Make an exact copy of the records, dropping all pictures.

[Provided entries]:
····················
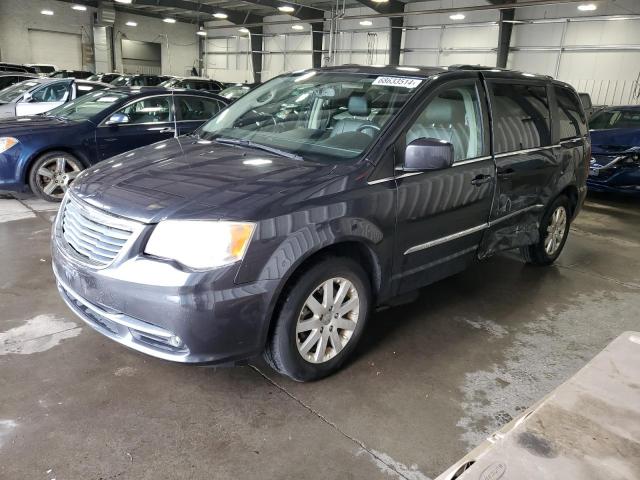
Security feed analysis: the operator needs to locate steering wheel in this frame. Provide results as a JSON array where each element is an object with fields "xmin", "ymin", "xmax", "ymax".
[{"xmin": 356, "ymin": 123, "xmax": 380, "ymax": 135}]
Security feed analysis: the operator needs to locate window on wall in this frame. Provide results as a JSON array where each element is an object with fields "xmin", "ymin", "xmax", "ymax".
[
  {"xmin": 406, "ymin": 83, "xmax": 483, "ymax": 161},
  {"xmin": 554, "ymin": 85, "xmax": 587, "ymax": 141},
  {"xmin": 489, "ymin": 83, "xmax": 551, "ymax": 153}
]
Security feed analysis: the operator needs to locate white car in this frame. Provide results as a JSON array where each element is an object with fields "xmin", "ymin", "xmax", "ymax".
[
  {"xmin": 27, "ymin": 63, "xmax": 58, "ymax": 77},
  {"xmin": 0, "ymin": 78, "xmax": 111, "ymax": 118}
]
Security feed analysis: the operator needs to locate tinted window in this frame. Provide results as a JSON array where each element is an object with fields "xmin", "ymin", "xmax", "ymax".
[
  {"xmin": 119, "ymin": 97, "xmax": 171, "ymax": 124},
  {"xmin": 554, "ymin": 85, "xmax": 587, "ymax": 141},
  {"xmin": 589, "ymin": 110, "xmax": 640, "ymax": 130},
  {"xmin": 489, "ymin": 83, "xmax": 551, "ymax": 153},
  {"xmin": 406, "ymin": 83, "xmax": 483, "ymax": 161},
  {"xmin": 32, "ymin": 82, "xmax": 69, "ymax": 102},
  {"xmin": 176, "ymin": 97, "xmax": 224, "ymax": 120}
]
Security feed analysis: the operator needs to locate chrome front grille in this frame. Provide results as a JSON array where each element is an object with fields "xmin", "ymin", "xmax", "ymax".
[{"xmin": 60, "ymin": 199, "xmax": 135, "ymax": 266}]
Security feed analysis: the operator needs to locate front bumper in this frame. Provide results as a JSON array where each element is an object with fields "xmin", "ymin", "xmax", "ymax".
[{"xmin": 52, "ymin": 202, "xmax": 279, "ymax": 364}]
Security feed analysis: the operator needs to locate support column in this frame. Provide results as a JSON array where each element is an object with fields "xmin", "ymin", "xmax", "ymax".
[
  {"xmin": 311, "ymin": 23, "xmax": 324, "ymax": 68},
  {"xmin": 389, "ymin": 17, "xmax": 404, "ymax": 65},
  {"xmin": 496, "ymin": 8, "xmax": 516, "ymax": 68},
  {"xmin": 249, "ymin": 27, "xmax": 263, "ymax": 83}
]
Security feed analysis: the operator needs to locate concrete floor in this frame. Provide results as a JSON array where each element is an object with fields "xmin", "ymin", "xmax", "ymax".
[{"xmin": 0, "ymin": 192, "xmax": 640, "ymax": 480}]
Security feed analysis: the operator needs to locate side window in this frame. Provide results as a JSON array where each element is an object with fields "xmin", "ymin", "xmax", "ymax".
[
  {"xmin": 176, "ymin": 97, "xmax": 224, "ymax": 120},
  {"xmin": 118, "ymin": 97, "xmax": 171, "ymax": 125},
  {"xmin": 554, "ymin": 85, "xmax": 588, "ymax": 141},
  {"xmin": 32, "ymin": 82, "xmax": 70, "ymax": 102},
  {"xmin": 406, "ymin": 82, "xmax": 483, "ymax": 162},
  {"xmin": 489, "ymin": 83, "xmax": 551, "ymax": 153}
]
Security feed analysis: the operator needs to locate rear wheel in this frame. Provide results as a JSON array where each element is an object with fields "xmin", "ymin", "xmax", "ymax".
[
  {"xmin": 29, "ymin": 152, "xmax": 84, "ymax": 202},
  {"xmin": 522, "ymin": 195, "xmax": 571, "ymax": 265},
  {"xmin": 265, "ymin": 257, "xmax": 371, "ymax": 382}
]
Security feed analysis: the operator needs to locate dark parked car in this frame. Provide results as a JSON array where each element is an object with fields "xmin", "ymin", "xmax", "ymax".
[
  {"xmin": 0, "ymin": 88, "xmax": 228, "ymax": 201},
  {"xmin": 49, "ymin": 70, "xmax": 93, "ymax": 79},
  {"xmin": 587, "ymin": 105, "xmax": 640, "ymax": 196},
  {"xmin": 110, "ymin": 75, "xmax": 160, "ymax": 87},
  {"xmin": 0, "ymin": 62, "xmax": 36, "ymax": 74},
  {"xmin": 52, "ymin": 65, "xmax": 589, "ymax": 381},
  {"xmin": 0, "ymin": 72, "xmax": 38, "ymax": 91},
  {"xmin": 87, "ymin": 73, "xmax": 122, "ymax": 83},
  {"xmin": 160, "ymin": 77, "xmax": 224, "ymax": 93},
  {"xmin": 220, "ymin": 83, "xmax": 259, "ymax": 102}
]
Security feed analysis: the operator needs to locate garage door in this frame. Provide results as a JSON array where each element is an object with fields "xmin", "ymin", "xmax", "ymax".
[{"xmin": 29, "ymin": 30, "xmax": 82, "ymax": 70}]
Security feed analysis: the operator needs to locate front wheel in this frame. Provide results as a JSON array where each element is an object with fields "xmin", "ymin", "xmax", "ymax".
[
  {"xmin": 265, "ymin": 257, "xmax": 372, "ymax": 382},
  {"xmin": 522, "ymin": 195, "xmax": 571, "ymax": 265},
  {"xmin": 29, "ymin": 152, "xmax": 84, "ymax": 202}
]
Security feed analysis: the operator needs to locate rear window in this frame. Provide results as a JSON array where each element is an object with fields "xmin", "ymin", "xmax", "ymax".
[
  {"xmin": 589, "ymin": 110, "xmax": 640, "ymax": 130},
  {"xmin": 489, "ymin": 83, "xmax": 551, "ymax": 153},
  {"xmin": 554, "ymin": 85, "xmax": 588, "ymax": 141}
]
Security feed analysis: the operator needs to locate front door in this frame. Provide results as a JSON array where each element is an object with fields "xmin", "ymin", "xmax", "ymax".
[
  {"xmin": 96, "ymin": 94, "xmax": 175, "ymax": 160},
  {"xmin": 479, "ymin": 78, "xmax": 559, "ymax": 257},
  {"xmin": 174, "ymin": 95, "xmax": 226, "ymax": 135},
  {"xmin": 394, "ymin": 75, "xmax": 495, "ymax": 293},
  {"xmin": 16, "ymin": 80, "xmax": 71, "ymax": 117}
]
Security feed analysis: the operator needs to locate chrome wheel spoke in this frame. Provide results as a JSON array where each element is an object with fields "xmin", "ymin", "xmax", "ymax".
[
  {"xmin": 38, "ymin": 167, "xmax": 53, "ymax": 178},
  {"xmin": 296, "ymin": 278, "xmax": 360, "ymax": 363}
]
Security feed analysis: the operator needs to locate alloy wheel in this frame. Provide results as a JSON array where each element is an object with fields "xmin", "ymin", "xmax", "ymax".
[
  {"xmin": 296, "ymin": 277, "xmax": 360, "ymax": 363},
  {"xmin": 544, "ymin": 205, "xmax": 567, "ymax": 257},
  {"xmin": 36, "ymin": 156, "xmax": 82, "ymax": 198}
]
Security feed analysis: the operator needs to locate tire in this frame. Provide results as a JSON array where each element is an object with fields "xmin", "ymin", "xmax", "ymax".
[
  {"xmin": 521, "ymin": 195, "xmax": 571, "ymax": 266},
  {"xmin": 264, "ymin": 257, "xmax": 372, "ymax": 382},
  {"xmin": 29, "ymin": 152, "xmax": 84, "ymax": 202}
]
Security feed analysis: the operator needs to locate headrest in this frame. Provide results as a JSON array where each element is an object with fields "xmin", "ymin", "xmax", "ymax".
····················
[Correct output]:
Security feed analysis: the operator needs to locate steering wheel in this frame. Provide results as a JSON array where each element is an object with fields "xmin", "ymin", "xmax", "ymax".
[{"xmin": 356, "ymin": 123, "xmax": 380, "ymax": 135}]
Security feed analysis: the operator needs to locate window on wall in this frame. Provide results as a JSON array where each element is an object with fields "xmin", "ymin", "xmax", "ymax".
[
  {"xmin": 406, "ymin": 83, "xmax": 483, "ymax": 161},
  {"xmin": 554, "ymin": 85, "xmax": 587, "ymax": 141},
  {"xmin": 489, "ymin": 83, "xmax": 551, "ymax": 153}
]
Security feed analysis: the operator needs to locate white car in this frame. Provide results as a JSON array where each element is an object with fields "xmin", "ymin", "xmax", "ymax".
[
  {"xmin": 27, "ymin": 63, "xmax": 58, "ymax": 77},
  {"xmin": 0, "ymin": 78, "xmax": 111, "ymax": 118}
]
Security feed analysis: the operator needs to locate tinted window in this frame. Provide results as a JSON array where each element is an object with fields "xmin", "ymin", "xmax", "ymax".
[
  {"xmin": 119, "ymin": 97, "xmax": 171, "ymax": 124},
  {"xmin": 554, "ymin": 85, "xmax": 587, "ymax": 141},
  {"xmin": 589, "ymin": 110, "xmax": 640, "ymax": 130},
  {"xmin": 489, "ymin": 83, "xmax": 551, "ymax": 153},
  {"xmin": 406, "ymin": 83, "xmax": 483, "ymax": 161},
  {"xmin": 32, "ymin": 82, "xmax": 69, "ymax": 102},
  {"xmin": 176, "ymin": 97, "xmax": 224, "ymax": 120}
]
Security feed analysis: the operator needs to locate chrome front grille in this frame. Provide results as a JSON array where each element is an object with fields "xmin", "ymin", "xmax", "ymax".
[{"xmin": 60, "ymin": 199, "xmax": 135, "ymax": 266}]
Security feed analysis: the operator needs to locate front bumper in this frame. Provide results as a JSON array where each element is an object with fields "xmin", "ymin", "xmax", "ymax".
[{"xmin": 52, "ymin": 202, "xmax": 279, "ymax": 364}]
Security feed analysis: the operator needs to locate support column in this frame. Provide results as a JSON array where each element is an object with fields "xmin", "ymin", "xmax", "ymax".
[
  {"xmin": 311, "ymin": 23, "xmax": 324, "ymax": 68},
  {"xmin": 389, "ymin": 17, "xmax": 404, "ymax": 65},
  {"xmin": 496, "ymin": 8, "xmax": 516, "ymax": 68},
  {"xmin": 249, "ymin": 27, "xmax": 263, "ymax": 83}
]
Security feed analysis: the operator needs to locate concrete floor in this frame. Provide results as a JSON array where each element is an object with fields "xmin", "ymin", "xmax", "ymax".
[{"xmin": 0, "ymin": 192, "xmax": 640, "ymax": 480}]
Security feed analysis: the operator needs to locate side window in this frame. Provide results as a JSON array where each element is an object with fields "xmin", "ymin", "xmax", "ymax".
[
  {"xmin": 176, "ymin": 97, "xmax": 224, "ymax": 120},
  {"xmin": 118, "ymin": 97, "xmax": 171, "ymax": 125},
  {"xmin": 554, "ymin": 85, "xmax": 588, "ymax": 141},
  {"xmin": 32, "ymin": 82, "xmax": 70, "ymax": 102},
  {"xmin": 406, "ymin": 82, "xmax": 483, "ymax": 162},
  {"xmin": 489, "ymin": 83, "xmax": 551, "ymax": 153}
]
Security feed analysis: the operator needs to locate rear wheel in this frame. Provide results as a JSON array where each element is an object with fields "xmin", "ymin", "xmax", "ymax".
[
  {"xmin": 29, "ymin": 152, "xmax": 84, "ymax": 202},
  {"xmin": 522, "ymin": 195, "xmax": 571, "ymax": 265},
  {"xmin": 265, "ymin": 257, "xmax": 371, "ymax": 382}
]
Security feed analysis: the operator needs to locate dark parked car in this frame. Provide results as a JSON array where each element is an object with fields "xmin", "ymin", "xmax", "ymax".
[
  {"xmin": 0, "ymin": 88, "xmax": 228, "ymax": 201},
  {"xmin": 49, "ymin": 70, "xmax": 93, "ymax": 79},
  {"xmin": 587, "ymin": 105, "xmax": 640, "ymax": 196},
  {"xmin": 110, "ymin": 75, "xmax": 160, "ymax": 87},
  {"xmin": 0, "ymin": 62, "xmax": 36, "ymax": 74},
  {"xmin": 52, "ymin": 65, "xmax": 589, "ymax": 381},
  {"xmin": 0, "ymin": 72, "xmax": 38, "ymax": 91},
  {"xmin": 87, "ymin": 73, "xmax": 122, "ymax": 83},
  {"xmin": 160, "ymin": 77, "xmax": 224, "ymax": 93},
  {"xmin": 220, "ymin": 83, "xmax": 259, "ymax": 102}
]
Security feed analysis: the operator needs to locate garage door in this frame. Provide results as a JSON array where each element is an object with fields "xmin", "ymin", "xmax", "ymax".
[{"xmin": 29, "ymin": 30, "xmax": 82, "ymax": 70}]
Security feed analysis: the operator needs to locate front wheel in this frame. Provide results as a JSON array where each element is an object with fields "xmin", "ymin", "xmax", "ymax".
[
  {"xmin": 265, "ymin": 257, "xmax": 372, "ymax": 382},
  {"xmin": 522, "ymin": 195, "xmax": 571, "ymax": 265},
  {"xmin": 29, "ymin": 152, "xmax": 84, "ymax": 202}
]
Security feed analysis: the operator needs to locate rear window in this frame. Provide results as a JSON array where each element is an object with fields "xmin", "ymin", "xmax", "ymax".
[
  {"xmin": 589, "ymin": 110, "xmax": 640, "ymax": 130},
  {"xmin": 489, "ymin": 83, "xmax": 551, "ymax": 153},
  {"xmin": 554, "ymin": 85, "xmax": 588, "ymax": 141}
]
Security feed analysis: the operator needs to locate front door in this frame. Provide results as a JSON array where each element is an object with fields "xmin", "ymin", "xmax", "ymax".
[
  {"xmin": 96, "ymin": 94, "xmax": 175, "ymax": 160},
  {"xmin": 479, "ymin": 78, "xmax": 559, "ymax": 257},
  {"xmin": 174, "ymin": 95, "xmax": 226, "ymax": 135},
  {"xmin": 394, "ymin": 75, "xmax": 495, "ymax": 293},
  {"xmin": 16, "ymin": 80, "xmax": 71, "ymax": 117}
]
Security feed analysis: the operator needs to locate chrome wheel spoke in this frame. Provide results as a JSON array where each element is an object with fields "xmin", "ymin", "xmax", "ymax".
[
  {"xmin": 38, "ymin": 167, "xmax": 53, "ymax": 178},
  {"xmin": 296, "ymin": 278, "xmax": 360, "ymax": 363}
]
Security feed analysis: the operator needs to locate alloy wheel in this frame. Provide results as a JSON array where each element is an object with fields "xmin", "ymin", "xmax", "ymax".
[
  {"xmin": 296, "ymin": 277, "xmax": 360, "ymax": 363},
  {"xmin": 544, "ymin": 205, "xmax": 567, "ymax": 257},
  {"xmin": 36, "ymin": 156, "xmax": 82, "ymax": 198}
]
Security feed analysis: the operator needs to locate tire in this frame. Provide results as a JSON array where each element is an object with fields "xmin", "ymin", "xmax", "ymax".
[
  {"xmin": 521, "ymin": 195, "xmax": 571, "ymax": 266},
  {"xmin": 264, "ymin": 257, "xmax": 372, "ymax": 382},
  {"xmin": 29, "ymin": 152, "xmax": 84, "ymax": 202}
]
Security feed analysis: the operator needs to locate headrest in this frame. Provide results as a JSON array where each element is an object with fields "xmin", "ymin", "xmax", "ymax".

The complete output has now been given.